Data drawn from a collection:
---

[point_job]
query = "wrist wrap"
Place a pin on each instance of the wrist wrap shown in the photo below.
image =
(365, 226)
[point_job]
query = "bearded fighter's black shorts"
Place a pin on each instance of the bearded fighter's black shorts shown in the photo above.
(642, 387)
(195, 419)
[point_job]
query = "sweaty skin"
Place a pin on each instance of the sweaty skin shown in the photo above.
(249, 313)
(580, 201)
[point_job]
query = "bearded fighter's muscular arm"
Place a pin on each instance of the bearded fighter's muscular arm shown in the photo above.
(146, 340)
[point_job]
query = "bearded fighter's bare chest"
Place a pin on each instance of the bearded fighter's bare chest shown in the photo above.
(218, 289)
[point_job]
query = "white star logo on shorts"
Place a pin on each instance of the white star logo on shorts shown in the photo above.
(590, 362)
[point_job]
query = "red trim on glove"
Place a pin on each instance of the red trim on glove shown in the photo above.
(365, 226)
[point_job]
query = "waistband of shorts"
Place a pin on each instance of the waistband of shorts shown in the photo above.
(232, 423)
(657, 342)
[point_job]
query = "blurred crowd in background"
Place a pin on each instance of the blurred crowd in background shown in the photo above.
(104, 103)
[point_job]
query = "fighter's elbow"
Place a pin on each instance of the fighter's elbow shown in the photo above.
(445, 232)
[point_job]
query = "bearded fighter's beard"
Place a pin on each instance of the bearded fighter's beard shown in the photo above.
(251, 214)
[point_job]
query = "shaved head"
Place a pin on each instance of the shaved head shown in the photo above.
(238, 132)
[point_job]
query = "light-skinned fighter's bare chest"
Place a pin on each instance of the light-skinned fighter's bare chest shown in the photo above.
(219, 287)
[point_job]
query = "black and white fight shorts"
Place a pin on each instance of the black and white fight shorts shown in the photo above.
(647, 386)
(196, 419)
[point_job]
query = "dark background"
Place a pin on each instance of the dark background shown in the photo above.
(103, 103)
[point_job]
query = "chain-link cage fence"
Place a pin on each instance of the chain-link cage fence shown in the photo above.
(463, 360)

---

OBJECTIVE:
Report each line of the material above that contains the string "fence". Case is significant.

TASK OUTPUT:
query = "chain-link cage fence"
Place a pin on each instance of the chain-link cage fence shown in the photo above.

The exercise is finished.